EXTRAIT DU DOCUMENT:
┄┄┄┄┄┄┄┄┄┄

EXCLUSIF / Copenhague compte convaincre les États opposés à un paquet énergie-climat 2030 plus ambitieux. Le Royaume-Uni et la Pologne sont en ligne de mire, a expliqué à EURACTIV Martin Lidegaard, le ministre danois de l'Énergie et du climat.
Le ministre danois de l'Énergie s'est dit particulièrement satisfait du paquet énergie-climat présenté la semaine dernière à Bruxelles. Dans ce train de mesures, les États membres devront atteindre une réduction de 40 % des émissions de gaz à effet de serre d'ici 2030 par rapport au niveau de 1990.
Il déplore pourtant que l’objectif fixant à 27 % le pourcentage d'énergie issue de ressources renouvelables à l'horizon 2030 ne soit contraignant qu’au niveau européen. Les États membres pourront en effet librement agir dans ce domaine. Ce qui peut laisser dubitatif quant aux moyens déployés par Bruxelles face aux pays peu disciplinés.
La Commission européenne a fait trop de concessions, a indiqué Martin Lidegaard. « Nous étions contents d'avoir obtenu un objectif contraignant. Nous voulons seulement nous assurer qu'il sera réellement contraignant et nous aimerions qu'il devienne plus ambitieux. »
Selon les informations d'EURACTIV, le Danemark devrait également chercher une formulation plus explicite en matière d'efficacité énergétique avant le sommet des chefs d'État et de gouvernement de mars prochain.
La proposition de paquet énergie-climat ne contient à ce jour que de vagues allusions à la question. Le Royaume-Uni est parvenu à éviter un objectif contraignant à l'échelle nationale. Aux yeux du ministre danois, il s'agit simplement d'une « proposition de compromis et elle devra être négociée dans les semaines et mois à venir ».
« Le débat sera houleux, mais, du côté danois, nous sommes prêts et comptons [élaborer] une position officielle danoise puis la mettre sur la table[des négociations] d’ici quelques semaines », a-t-il poursuivi.
Le Danemark est l'un des pays producteurs d’énergie les plus propres de l'UE. Il s'est fixé « le projet énergétique le plus ambitieux au monde » : une énergie issue à 50 % de ressources renouvelables pour ses besoins en électricité d'ici 2020 et à 100 % d'ici 2050 pour tous ses besoins énergétiques et de transport.
L'appel de la dernière chance
Copenhague considère dès lors qu’il est primordial de savoir comment les capacités d’exploitation des énergies renouvelables vont évoluer avant de se lancer dans la réduction des émissions de carbone à un moindre coût. Des représentants danois estiment qu'il faut étendre le réseau, intégrer les marchés et augmenter la capacité du réseau.
Dans une ultime tentative visant à soutenir un objectif contraignant en matière d'énergies renouvelables, la première ministre danoise, Helle Thorning Schmidt, a téléphoné au président de la Commission européenne, José Manuel Barroso, la nuit précédant la prise de décision, selon Martin Lidegaard.
Le nouveau ministre allemand de l'Énergie, Sigmar Gabriel, a milité aussi très activement en faveur d'un objectif contraignant de 27 % en matière d'énergies renouvelables. D'autres pays sur la même longueur d'onde, comme la France, l'Irlande et l'Italie, ont également joué un rôle.

┄┄┄┄┄┄┄┄┄┄

ENTRÉES FOURNIES:

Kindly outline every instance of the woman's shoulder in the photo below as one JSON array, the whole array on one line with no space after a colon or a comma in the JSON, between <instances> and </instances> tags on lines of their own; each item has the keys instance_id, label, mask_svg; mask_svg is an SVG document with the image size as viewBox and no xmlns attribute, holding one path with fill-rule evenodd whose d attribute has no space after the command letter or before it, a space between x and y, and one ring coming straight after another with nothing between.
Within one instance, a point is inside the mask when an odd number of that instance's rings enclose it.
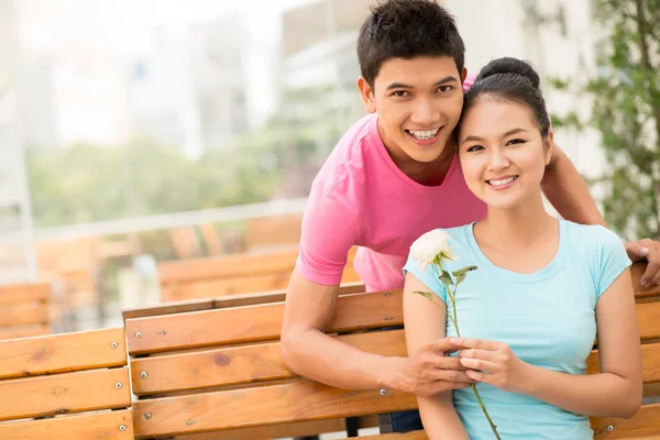
<instances>
[{"instance_id":1,"label":"woman's shoulder","mask_svg":"<svg viewBox=\"0 0 660 440\"><path fill-rule=\"evenodd\" d=\"M580 224L560 220L566 231L564 239L582 246L602 248L604 244L622 243L618 235L602 224Z\"/></svg>"}]
</instances>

┄┄┄┄┄┄┄┄┄┄

LISTE DES TÂCHES:
[1] Mettez les lignes de l'entrée du bloc 1 sous forme de liste numérotée, sans les lignes vides. Laissez l'image de côté dans votre réponse.
[2] Rédigez la suite de l'article sur le Danemark et le paquet énergie-climat 2030, à partir de sa dernière phrase.

LISTE DES RÉPONSES:
[1]
1. Kindly outline every instance of the woman's shoulder in the photo below as one JSON array, the whole array on one line with no space after a colon or a comma in the JSON, between <instances> and </instances> tags on lines of their own; each item has the keys instance_id, label, mask_svg; mask_svg is an SVG document with the image size as viewBox and no xmlns attribute, holding one path with fill-rule evenodd whose d attribute has no space after the command letter or before it, a space between x and y, and one ring coming straight after another with nothing between.
2. Within one instance, a point is inside the mask when an odd number of that instance's rings enclose it.
3. <instances>
4. [{"instance_id":1,"label":"woman's shoulder","mask_svg":"<svg viewBox=\"0 0 660 440\"><path fill-rule=\"evenodd\" d=\"M580 224L560 220L566 231L564 239L582 246L602 248L604 244L622 243L618 235L602 224Z\"/></svg>"}]
5. </instances>

[2]
Selon le ministre danois, il était « trop tôt pour dire » si la Pologne opposerait son veto sur certains volets de ce paquet lors du Conseil européen.
« Nous nous attendons plutôt à un débat politique difficile sur la question, car nous avons des points de vue très différents », a-t-il a expliqué. Cependant, seuls « quelques » États membres souhaitaient que l'UE attende jusqu'en 2015 avant d'établir de nouveaux objectifs sur le climat.
Perfide Albion ?
Toute la bulle européenne à Bruxelles, des écologistes aux entreprises, reconnaît l'influence britannique dans le paquet énergie-climat 2030.
Alors que le Royaume-Uni n’avait auparavant que peu d’influence sur les politiques européennes sur le climat, il a quand même obtenu gain de cause : une ambition de 40 % de réduction des émissions de gaz à effet de serre, aucun objectif contraignant pour les États membres en matière d'efficacité énergétique, aucune loi contraignante sur le gaz de schiste et l’arrivée à échéance de la directive sur la qualité des carburants.
« S'il y a une personne à blâmer pour l'absence d'objectif sur les énergies renouvelables, c'est bien David Cameron », a commenté une source active dans le monde de l'industrie à haute intensité énergétique. « S'il avait déclaré que le Royaume-Uni souhaitait un objectif sur les énergies renouvelables, l'équilibre des pouvoirs aurait pu changer. »
« La Grande-Bretagne est confrontée à des citoyens qui ne veulent pas que l'UE leur dise ce qu'il faut faire. Ils sont également très sceptiques quant à des prix élevés de l'énergie », a poursuivi le représentant. « Cette position coïncide avec l'état d'esprit général [du pays]. Le consensus social de 2007 [lors de la signature du premier paquet-climat] n'est tout simplement plus présent. »
Compétence nationale
La Grande-Bretagne affirme que l'énergie est reconnue comme une compétence nationale. De plus, les objectifs sur les énergies renouvelables pourraient entrer en conflit avec ses projets visant à exploiter du gaz de schiste et programmes d'extension de l'énergie nucléaire.
La Pologne et l'Espagne et certains États d'Europe orientale devraient lui emboîter le pas.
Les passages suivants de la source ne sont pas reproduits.